### CONSIGNA 1
Según el fragmento sobre la IIRSA, ¿en qué año nace esta iniciativa?
### CONSIGNA 2
¿Cómo explica el fragmento sobre la IIRSA que el proyecto del ALCA se volviera inviable?
### CONSIGNA 3
Prosigue el fragmento sobre la IIRSA y el ALCA a partir de su última oración.

======== FRAGMENTO SELECCIONADO

En este contexto y con el aval del BID, FONPLATA y CAF, el año 2000 nace la Iniciativa para la Integración de Infraestructura Regional Sudamericana (IIRSA), que se proyecta como soporte material del Área de Libre Comercio de las Américas. Mediante megaobras viales, comunicacionales y energéticas, esta plataforma se propone potenciar la competitividad de los territorios, acelerando y facilitando la producción y su transacción en los mercados internacionales (www.iirsa.org). Al hacerlo, reordena las dinámicas territoriales, particularmente en los espacios interiores que poseen abundantes fuentes de agua, biodiversidad, semillas, minerales e hidrocarburos, y que debido a sus características geográficas se habían mantenido relativamente fuera de las redes del capitalismo transnacionalizado (Olivo, 2008; Ceceña et al, 2007; Soto, 2012).
Desde IIRSA estos territorios son asumidos como “espacios vacíos que deben ser ocupados, “espacios desaprovechados que deben volverse competitivos o “espacios inútiles que pueden sacrificarse; ignorando a los pueblos que han construido y mantenido ahí otras territorialidades. Así, siguiendo la lógica de una empresa civilizatoria, se proyectaron una serie de corredores bioceánicos que harían posible, ahora en el Sur, otra „conquista del Oeste, capaz de derribar las „barreras naturales para „globalizar el progreso. Sin embargo, a inicios del siglo XXI, paralelamente a la instalación de IIRSA, el rechazo a las medidas de liberalización y privatización de los bienes comunes, configuró un intenso ciclo de conflictividad política, donde tuvieron un rol ascendente las demandas de carácter territorial y ecológico (Seoane y Tadei, 2013; Svampa, 2011; 2013). Efectivamente, una serie de movimientos populares se desplegaron en todo el subcontinente y en algunos países los levantamientos anti-neoliberales lograron derrocar gobiernos y expulsar capitales transnacionales (García Linera, 2008; 2011; Mayorga, 2011; Villegas, 2013). Las democracias representativas se vieron debilitadas y la influencia norteamericana en la región perdió legitimidad, mientras en los países andinos emergían proyectos de sociedad alternativos que, al promover la plurinacionalidad del Estado y el paradigma del Suma Qamaña/ SumakKawsay, tensionaron la hegemonía del capitalismo neoliberal (Gudynas, 2010; Gutiérrez, 2009). En este escenario, la fuerza de los movimientos populares logró estancar las negociaciones del ALCA; luego, el sucesivo triunfo electoral de gobiernos progresistas hizo inviable el proyecto.

================
======== DATOS MOSTRADOS

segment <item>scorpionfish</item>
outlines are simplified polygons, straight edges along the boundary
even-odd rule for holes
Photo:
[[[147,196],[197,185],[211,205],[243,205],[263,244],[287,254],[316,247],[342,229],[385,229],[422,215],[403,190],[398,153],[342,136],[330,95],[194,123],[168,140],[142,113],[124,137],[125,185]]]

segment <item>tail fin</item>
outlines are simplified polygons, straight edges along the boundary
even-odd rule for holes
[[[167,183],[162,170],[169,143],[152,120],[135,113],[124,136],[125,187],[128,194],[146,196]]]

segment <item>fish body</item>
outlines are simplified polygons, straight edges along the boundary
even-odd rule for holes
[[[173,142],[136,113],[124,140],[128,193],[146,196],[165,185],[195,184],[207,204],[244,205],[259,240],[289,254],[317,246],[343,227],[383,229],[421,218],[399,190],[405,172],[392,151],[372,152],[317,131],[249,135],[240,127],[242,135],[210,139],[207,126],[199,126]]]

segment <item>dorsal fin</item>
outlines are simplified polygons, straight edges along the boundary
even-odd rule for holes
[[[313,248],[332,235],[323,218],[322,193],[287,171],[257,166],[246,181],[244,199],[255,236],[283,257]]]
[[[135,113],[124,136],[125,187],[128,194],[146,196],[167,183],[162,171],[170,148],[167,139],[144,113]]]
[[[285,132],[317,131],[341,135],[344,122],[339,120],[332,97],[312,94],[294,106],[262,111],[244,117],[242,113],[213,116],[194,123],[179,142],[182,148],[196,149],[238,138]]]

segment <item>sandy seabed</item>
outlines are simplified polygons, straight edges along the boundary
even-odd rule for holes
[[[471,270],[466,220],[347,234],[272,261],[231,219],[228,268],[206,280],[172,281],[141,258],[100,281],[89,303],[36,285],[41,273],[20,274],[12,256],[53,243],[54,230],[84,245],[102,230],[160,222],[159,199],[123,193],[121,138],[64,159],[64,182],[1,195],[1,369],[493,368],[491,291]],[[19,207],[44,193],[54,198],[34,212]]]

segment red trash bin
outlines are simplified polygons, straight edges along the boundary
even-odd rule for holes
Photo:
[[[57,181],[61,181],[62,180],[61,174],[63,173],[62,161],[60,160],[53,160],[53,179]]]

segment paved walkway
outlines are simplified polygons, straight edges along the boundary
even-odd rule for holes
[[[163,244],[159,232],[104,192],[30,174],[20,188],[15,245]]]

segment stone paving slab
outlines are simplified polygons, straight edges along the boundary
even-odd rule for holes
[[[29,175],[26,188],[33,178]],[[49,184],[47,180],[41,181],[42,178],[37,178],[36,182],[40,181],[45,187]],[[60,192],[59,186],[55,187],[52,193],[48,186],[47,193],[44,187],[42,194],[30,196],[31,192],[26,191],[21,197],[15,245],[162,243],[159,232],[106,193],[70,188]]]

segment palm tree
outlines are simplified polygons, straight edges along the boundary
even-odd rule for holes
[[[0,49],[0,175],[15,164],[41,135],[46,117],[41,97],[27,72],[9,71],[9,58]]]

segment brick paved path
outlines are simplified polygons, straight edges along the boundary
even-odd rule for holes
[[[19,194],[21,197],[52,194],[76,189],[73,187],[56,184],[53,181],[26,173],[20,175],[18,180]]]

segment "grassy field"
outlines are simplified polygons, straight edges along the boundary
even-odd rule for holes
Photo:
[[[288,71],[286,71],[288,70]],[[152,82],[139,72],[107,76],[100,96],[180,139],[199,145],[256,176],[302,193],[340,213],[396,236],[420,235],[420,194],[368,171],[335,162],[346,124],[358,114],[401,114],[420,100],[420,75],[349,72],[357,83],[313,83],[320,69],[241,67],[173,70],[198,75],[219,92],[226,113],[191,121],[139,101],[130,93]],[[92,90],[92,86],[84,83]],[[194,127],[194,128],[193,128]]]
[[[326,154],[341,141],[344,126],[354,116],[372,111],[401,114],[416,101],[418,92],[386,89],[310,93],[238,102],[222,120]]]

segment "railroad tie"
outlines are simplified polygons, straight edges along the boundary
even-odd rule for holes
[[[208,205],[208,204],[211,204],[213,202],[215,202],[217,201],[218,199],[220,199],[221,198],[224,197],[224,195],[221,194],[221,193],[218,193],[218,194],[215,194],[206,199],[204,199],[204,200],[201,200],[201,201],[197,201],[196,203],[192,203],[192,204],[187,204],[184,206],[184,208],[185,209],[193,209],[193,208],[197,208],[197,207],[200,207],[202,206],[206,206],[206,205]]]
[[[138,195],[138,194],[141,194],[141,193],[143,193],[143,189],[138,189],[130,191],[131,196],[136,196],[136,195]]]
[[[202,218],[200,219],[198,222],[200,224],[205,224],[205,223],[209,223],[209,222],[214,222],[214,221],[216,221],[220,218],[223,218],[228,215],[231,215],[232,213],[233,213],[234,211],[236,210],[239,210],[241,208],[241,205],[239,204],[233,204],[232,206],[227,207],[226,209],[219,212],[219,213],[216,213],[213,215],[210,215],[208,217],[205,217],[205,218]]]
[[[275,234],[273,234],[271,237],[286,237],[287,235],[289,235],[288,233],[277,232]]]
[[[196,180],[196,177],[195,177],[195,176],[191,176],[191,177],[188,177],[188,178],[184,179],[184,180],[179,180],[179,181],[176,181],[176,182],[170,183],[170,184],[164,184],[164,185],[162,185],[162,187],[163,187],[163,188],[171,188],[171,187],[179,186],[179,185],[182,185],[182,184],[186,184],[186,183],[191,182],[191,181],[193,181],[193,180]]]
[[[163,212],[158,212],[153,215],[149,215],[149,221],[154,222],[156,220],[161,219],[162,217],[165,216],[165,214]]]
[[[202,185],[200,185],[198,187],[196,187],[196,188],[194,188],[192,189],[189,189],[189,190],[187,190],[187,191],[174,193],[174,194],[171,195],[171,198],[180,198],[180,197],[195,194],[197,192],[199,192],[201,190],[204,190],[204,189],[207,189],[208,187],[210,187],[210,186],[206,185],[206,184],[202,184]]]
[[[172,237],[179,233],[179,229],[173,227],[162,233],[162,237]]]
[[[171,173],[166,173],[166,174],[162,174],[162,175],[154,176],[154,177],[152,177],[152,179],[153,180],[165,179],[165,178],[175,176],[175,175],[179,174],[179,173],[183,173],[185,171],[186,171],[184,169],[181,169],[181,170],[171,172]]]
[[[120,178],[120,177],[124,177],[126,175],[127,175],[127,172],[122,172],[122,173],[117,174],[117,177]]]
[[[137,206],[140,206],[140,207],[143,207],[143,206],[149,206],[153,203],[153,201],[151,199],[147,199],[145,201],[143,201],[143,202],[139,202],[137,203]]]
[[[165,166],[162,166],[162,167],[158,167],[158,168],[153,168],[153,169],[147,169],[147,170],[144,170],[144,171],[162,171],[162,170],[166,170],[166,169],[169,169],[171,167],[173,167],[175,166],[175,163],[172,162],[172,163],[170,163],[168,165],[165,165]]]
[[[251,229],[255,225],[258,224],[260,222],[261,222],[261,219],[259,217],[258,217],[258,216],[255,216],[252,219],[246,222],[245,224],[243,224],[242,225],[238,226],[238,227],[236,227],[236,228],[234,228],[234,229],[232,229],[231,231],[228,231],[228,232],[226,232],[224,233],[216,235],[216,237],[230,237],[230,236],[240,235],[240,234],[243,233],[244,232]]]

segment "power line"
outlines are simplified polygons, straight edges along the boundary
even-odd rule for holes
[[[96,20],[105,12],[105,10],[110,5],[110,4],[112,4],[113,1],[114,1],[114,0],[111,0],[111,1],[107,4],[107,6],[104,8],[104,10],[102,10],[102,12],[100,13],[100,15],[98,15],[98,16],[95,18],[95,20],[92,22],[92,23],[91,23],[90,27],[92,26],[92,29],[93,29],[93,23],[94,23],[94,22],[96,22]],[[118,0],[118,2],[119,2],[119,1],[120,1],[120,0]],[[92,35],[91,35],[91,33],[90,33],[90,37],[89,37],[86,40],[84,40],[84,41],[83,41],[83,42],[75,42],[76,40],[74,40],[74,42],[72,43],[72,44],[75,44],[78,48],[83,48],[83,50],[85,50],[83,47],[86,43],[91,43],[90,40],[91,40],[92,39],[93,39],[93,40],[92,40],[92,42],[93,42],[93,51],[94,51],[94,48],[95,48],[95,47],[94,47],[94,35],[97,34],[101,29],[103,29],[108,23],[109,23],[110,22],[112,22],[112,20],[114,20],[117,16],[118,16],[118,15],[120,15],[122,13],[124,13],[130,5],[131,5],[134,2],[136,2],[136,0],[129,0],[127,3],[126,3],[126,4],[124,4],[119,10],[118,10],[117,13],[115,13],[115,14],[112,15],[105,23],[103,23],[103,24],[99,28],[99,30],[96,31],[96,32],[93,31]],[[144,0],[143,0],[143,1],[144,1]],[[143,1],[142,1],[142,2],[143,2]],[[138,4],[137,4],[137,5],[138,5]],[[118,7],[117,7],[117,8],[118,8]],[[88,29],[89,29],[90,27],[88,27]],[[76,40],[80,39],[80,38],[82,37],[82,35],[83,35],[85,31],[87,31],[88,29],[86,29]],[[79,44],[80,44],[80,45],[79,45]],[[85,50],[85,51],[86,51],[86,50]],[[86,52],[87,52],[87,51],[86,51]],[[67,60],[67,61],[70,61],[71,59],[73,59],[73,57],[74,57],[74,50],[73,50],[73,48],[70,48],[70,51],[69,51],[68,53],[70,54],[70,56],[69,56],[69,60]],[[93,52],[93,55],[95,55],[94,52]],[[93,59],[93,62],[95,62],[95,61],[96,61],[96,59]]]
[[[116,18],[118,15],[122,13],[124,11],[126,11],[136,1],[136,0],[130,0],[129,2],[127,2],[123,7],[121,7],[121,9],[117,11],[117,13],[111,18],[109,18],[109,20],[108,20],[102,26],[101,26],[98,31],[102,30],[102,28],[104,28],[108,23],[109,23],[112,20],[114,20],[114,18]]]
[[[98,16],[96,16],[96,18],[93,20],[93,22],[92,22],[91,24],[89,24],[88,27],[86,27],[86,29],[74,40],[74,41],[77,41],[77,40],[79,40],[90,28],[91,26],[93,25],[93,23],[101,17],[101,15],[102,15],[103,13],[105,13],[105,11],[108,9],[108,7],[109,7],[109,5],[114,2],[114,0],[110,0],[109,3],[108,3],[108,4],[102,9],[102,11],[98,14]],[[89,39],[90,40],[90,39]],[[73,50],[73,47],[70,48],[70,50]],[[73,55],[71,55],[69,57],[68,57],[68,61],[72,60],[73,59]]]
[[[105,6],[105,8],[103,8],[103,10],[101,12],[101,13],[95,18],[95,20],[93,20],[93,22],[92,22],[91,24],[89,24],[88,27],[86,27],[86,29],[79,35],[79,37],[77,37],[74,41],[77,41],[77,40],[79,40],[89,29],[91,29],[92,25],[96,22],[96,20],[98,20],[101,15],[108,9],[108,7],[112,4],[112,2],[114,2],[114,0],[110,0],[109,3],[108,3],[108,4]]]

================

### RESPUESTA 1
Nace en el año 2000.

### RESPUESTA 2
La fuerza de los movimientos populares logró estancar las negociaciones del ALCA. Luego, el sucesivo triunfo electoral de gobiernos progresistas hizo inviable el proyecto.

### RESPUESTA 3
El llamado «giro a la izquierda» y la derrota del ALCA, abrieron nuevas expectativas de desarrollo regional, las que se han canalizado en proyectos de integración disidentes del Consenso de Washington como ALBA, o que se distancian de la tutela norteamericana como MERCOSUR, UNASUR y recientemente CELAC. Sin embargo, más allá de la diversificación del escenario político sudamericano, del diseño de modelos económicos que se declaran post-neoliberales y de las nuevas estructuras institucionales de integración, IIRSA da continuidad al patrón capitalista neoliberal. En efecto, IIRSA se perpetúa -ahora como foro técnico del COSIPLAN de UNASUR- gracias al acuerdo entre los gobiernos abiertamente neoliberales, como Chile, Perú y Colombia, y aquellos que se definen socialistas o progresistas, como Bolivia, Ecuador y Venezuela, los cuales asumieron íntegramente el plan y lo articularon a sus proyectos gubernamentales (Svampa, 2011; Villegas, 2013; Soto, 2011; Gudynas, 2010; 2012). Actualmente, la perpetuación en IIRSA de las lógicas del regionalismo abierto, tiene lugar en el complejo escenario de una crisis sistémica del capitalismo, que traspasa el ámbito económico, proyectándose como una crisis civilizatoria que se expresa en las dimensiones económica/financiera, ecológica, climática, energética y alimentaria (Lander,2010; Gambinaet al, 2010; de Soussa Santos, 2013).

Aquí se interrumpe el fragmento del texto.